# Supplied text

<<<<

# Day 2

## Day 2 Agenda
* __`enumerate()/zip()`__
* list comprehensions
* tuples
* dictionaries
* explaining __`this.py`__
* sets
* file I/O

## "Pythonic"

In [None]:
cars = ['Tesla', 'Fisker', 'Rivian', 'Lordstown']

In [None]:
i = 0
for car in cars: # for thing in container
    print('index', i, 'is', car)
    i += 1

## __`enumerate()`__
* a builtin function which associates an index with each item in an iterable
* returns an _enumerate_ object
* return two things: the index AND the item


In [None]:
for index, car in enumerate(cars, start=1):
    print('car maker', index, 'is', car)

In [None]:
type(enumerate(cars))

## __`zip(*iterables)`__ # 0 or more containers
* builtin function which matches up each item in an iterable with the corresponding item in the other iterable(s)
* technically creates an iterator that aggregates elements from each iterable
* why is it called __`zip`__?

In [None]:
first_names = ['Dave', 'Bruce', 'Taylor']
last_names = ['W-S', 'Lee', 'Swift']
employee_nums = [3456, 1, 2]

for first, last, num in zip(first_names, last_names, employee_nums):
    print(first, last, num)

In [None]:
stooges = ['Larry', 'Moe', 'Curly']
marxbros = ['Groucho', 'Harpo', 'Chico', 'Zeppo']

for stooge, marx in zip(stooges, marxbros):
    print(stooge, marx)

In [None]:
from itertools import zip_longest # module that helps with iteration
stooges = ['Larry', 'Moe', 'Curly']
marxbros = ['Groucho', 'Harpo', 'Chico', 'Zeppo']

for stooge, marx in zip_longest(stooges, marxbros, fillvalue='***'):
    print(stooge, marx)

>>>>

# Problems and tasks
**1)** According to the Python lesson notes, what kind of object does enumerate() return?
**2)** Write the next part of the Python lesson notes, picking up right after the final code shown.

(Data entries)
<<<<

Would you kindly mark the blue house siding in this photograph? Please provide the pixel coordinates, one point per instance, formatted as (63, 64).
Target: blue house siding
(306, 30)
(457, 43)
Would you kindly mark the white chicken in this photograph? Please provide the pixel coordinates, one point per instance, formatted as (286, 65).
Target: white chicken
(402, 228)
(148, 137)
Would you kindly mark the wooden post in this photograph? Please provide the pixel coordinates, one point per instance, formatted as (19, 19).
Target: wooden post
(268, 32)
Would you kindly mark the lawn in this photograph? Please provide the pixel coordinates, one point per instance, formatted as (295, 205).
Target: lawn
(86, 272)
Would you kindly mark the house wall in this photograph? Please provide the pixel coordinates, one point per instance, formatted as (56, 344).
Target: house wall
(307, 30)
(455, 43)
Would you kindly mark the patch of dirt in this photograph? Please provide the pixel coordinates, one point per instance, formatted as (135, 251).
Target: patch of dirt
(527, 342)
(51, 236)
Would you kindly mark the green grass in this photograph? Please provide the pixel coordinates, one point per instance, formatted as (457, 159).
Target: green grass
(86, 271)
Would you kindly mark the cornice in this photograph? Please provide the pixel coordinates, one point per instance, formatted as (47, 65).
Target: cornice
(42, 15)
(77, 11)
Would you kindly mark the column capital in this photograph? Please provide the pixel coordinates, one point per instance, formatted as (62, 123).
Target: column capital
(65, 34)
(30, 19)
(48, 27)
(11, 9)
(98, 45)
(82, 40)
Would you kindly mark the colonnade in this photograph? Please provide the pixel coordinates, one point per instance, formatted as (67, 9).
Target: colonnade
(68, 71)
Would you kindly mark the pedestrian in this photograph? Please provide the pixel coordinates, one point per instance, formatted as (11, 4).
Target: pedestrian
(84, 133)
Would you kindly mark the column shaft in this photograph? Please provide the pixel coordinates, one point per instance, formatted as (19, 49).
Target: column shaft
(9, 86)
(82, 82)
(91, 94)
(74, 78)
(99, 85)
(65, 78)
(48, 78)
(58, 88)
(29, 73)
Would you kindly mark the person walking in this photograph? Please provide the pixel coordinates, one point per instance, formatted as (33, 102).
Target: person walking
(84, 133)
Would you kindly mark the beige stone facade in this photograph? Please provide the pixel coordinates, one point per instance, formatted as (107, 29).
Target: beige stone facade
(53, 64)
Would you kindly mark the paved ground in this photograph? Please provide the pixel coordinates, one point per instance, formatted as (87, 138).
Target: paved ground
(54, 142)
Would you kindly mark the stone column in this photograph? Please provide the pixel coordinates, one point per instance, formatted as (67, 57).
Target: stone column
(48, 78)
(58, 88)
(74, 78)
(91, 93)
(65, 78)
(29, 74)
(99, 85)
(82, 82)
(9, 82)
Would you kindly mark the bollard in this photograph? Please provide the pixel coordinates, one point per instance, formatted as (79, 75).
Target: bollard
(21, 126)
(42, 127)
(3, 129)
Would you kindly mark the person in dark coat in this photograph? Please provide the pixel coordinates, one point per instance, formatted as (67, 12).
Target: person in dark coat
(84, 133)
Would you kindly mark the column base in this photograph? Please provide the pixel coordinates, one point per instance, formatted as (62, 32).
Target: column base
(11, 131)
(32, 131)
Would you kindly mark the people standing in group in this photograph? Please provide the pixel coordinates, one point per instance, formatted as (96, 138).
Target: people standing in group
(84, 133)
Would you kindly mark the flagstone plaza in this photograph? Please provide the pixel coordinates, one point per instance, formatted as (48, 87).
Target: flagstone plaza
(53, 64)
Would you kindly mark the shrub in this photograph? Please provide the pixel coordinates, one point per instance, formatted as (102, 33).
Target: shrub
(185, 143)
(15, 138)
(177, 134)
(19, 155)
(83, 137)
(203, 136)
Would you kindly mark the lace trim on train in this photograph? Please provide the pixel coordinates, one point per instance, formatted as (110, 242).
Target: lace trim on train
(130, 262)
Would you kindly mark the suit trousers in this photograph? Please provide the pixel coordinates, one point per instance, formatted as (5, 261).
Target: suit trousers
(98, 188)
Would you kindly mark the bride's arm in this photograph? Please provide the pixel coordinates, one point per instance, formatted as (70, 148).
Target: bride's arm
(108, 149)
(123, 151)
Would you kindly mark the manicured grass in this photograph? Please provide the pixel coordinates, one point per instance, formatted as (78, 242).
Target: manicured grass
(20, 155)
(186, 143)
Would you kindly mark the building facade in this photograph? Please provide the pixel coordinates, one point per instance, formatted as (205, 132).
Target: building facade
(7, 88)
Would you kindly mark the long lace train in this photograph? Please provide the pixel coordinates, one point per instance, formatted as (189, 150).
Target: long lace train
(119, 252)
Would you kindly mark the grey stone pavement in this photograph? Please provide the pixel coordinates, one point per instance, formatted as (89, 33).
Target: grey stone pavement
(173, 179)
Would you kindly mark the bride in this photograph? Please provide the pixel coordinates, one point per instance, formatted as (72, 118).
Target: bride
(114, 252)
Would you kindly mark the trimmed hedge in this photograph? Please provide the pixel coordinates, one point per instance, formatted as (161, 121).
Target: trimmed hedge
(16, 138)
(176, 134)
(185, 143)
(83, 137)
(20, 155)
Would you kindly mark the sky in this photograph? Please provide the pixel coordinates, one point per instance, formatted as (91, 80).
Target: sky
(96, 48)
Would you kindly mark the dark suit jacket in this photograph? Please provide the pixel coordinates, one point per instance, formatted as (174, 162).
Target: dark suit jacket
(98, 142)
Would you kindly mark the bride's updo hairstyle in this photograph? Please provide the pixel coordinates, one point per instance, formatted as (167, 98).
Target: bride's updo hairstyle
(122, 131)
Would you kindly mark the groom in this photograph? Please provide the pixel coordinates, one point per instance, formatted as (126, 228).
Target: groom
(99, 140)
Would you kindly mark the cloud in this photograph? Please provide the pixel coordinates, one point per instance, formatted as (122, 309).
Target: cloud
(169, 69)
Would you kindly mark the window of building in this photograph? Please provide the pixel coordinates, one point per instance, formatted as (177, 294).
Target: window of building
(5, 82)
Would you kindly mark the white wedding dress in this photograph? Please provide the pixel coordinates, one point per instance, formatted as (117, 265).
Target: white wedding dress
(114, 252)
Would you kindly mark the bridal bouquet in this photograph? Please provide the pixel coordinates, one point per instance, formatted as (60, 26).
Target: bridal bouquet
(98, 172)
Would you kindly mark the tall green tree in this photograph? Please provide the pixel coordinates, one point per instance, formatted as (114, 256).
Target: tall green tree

>>>>

# Answers to the exercise
**1)** An enumerate object.

**2)**
# List Comprehensions

## List Comprehensions ("listcomps")
* quick/compact way to build a list
* "more readable"/faster
* which is easier to read?

In [None]:
fruits = 'apple lemon cherry fig lime watermelon'.split() # Pythonic
fruits

In [None]:
fruit_lengths = [] # empty to start

for fruit in fruits:
    fruit_lengths.append(len(fruit))
    
print(fruit_lengths)

In [None]:
fruit_lengths = [len(fruit) for fruit in fruits]

print(fruit_lengths)

## List Comprehensions (cont'd)
* listcomps can generate a list from the Cartesian product of two or more iterables

In [None]:
colors = ['black', 'white']
sizes = ['S', 'M', 'L', 'XL']

In [None]:
tshirts = [[color, size] for color in colors
                             for size in sizes]
tshirts

In [None]:
string = 'alphabet soup tastes great!'

In [None]:
print(list(string))

In [None]:
# generate a list of all the consonants in a
# string, discarding vowels and spaces

consonants = [char for char in string 
                       if char not in 'aeiou! ']
print(consonants)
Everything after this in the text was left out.